[EXERCISE TASK] Quote the lines from the line holding "Practice step: indicate the microphone with" to the very end of the listing, exactly, and no others.

[DATA FOR THE TASK]
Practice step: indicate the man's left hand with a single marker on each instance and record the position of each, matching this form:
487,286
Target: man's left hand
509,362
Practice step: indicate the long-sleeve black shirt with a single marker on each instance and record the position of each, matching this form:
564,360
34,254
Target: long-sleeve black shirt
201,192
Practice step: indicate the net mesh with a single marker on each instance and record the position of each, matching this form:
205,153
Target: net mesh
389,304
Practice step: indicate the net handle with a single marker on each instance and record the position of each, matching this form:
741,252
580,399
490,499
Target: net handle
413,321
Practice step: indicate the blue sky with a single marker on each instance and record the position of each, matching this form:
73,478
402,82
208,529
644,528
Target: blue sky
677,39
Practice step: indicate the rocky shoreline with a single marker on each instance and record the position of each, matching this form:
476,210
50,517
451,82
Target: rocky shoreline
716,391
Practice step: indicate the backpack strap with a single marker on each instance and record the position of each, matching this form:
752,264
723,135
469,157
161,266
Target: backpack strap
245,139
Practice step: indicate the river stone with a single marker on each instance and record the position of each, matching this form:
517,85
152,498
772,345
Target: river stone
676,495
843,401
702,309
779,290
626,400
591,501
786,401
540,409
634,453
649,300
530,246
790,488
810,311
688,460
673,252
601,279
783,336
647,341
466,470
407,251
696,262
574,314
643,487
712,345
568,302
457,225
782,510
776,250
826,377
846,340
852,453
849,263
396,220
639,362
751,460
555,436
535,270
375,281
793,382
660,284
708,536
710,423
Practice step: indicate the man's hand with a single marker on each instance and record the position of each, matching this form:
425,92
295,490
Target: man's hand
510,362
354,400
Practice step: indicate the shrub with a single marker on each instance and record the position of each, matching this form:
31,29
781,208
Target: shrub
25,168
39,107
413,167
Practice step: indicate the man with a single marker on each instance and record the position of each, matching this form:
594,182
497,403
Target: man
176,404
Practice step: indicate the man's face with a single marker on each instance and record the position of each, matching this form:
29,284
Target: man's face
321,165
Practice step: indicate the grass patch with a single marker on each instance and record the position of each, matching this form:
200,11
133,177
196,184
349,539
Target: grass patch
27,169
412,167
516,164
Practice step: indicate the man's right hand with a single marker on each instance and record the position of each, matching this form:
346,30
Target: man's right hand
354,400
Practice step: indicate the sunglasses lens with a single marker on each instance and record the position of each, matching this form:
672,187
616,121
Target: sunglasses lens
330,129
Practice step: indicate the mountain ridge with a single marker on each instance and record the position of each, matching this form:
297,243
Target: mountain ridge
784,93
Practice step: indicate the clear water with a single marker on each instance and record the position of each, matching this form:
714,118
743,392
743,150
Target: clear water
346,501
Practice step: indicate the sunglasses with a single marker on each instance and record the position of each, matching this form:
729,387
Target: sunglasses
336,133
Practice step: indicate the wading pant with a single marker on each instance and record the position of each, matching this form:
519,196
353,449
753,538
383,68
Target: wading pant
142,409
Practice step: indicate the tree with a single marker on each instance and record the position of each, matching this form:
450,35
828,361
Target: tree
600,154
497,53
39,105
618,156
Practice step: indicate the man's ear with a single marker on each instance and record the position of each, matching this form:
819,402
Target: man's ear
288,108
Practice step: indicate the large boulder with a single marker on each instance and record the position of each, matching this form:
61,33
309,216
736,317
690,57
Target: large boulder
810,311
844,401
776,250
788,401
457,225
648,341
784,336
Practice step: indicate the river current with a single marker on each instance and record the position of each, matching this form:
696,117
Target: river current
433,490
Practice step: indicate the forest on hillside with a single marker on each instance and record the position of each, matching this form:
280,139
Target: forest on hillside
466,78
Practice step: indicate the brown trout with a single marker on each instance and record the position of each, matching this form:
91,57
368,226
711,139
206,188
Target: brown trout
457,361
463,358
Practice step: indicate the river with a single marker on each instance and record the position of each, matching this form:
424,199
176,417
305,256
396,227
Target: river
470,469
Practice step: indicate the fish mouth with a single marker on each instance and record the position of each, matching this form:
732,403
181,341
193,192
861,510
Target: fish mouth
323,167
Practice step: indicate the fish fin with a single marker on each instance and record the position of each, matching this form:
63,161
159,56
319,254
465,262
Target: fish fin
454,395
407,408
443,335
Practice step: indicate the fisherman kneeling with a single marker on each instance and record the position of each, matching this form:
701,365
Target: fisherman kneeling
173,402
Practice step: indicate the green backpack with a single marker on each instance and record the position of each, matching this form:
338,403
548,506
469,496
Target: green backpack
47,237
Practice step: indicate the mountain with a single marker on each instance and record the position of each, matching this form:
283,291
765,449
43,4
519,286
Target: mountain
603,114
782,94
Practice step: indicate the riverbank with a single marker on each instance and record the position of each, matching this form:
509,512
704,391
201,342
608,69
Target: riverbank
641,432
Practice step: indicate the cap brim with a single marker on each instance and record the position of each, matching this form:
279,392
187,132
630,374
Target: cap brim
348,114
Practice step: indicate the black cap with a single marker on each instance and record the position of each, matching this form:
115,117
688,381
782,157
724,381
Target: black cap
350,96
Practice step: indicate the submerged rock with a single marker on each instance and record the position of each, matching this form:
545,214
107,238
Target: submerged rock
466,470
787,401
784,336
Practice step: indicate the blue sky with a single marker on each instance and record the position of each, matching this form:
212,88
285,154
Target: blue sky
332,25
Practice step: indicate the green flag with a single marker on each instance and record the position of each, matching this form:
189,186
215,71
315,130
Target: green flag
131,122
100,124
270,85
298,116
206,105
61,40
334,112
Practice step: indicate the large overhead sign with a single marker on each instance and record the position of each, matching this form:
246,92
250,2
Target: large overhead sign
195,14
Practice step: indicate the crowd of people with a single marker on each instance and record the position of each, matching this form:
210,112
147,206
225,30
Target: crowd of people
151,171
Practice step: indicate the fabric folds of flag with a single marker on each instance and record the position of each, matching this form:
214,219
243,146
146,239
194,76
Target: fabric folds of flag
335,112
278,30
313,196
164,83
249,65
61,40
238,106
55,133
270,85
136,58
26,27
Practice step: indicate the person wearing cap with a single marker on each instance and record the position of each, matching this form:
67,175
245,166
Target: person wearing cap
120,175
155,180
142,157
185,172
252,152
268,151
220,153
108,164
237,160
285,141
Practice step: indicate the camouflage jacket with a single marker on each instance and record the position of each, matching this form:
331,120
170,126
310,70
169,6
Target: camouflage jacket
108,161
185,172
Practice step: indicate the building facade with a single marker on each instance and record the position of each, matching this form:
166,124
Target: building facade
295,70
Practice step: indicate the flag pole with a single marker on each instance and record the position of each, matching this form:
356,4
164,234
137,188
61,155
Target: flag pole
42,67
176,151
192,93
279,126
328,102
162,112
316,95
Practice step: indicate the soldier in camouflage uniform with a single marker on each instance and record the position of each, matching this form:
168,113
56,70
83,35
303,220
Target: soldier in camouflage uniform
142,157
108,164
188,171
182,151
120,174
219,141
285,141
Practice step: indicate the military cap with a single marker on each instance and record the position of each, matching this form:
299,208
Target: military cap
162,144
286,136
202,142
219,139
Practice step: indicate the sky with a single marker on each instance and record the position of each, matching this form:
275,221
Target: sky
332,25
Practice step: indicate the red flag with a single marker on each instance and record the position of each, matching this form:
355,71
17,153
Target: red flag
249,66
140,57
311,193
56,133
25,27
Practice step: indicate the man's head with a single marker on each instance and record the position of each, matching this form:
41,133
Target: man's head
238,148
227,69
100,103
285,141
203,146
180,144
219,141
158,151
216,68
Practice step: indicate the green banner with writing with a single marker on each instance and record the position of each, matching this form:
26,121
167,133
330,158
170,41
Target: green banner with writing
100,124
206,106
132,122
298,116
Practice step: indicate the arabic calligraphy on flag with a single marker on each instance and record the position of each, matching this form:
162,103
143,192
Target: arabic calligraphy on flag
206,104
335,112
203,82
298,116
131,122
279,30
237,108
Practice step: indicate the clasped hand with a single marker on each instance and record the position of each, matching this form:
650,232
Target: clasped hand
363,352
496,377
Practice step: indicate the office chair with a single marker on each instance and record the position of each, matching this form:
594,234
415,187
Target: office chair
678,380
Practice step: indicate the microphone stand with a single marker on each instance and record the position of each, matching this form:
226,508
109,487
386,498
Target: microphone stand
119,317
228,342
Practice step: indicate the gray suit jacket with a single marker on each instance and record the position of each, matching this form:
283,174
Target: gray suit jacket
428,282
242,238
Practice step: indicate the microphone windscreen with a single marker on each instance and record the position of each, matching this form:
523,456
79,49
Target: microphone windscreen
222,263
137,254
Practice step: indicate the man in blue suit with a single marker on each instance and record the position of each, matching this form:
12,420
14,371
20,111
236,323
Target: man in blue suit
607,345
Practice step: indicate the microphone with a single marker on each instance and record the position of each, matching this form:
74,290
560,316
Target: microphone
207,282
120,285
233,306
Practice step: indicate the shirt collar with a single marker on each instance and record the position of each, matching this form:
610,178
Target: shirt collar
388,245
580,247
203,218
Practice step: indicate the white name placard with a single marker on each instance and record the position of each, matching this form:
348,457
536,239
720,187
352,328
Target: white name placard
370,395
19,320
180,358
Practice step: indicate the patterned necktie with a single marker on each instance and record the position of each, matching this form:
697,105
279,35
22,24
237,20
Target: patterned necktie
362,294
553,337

[EXERCISE RESPONSE]
Practice step: indicate the microphone with a single marker on each instance and record the position of each, matching this form:
74,290
560,316
Target: microphone
207,282
120,285
233,306
Practice step: indicate the shirt collar with a single marker on each instance and record the position of each, matching this form:
610,178
Target: shirt collar
388,245
580,247
203,218
Practice step: indicate the white name placard with a single marker on each instance and record the position of each, matching this form:
348,457
536,239
720,187
352,328
Target: white name placard
370,395
19,320
180,358
Practice step: indicate the patterned necktie with a single marker on each instance and record the position of each, matching this form:
697,105
279,35
22,24
237,20
Target: patterned necktie
362,294
553,337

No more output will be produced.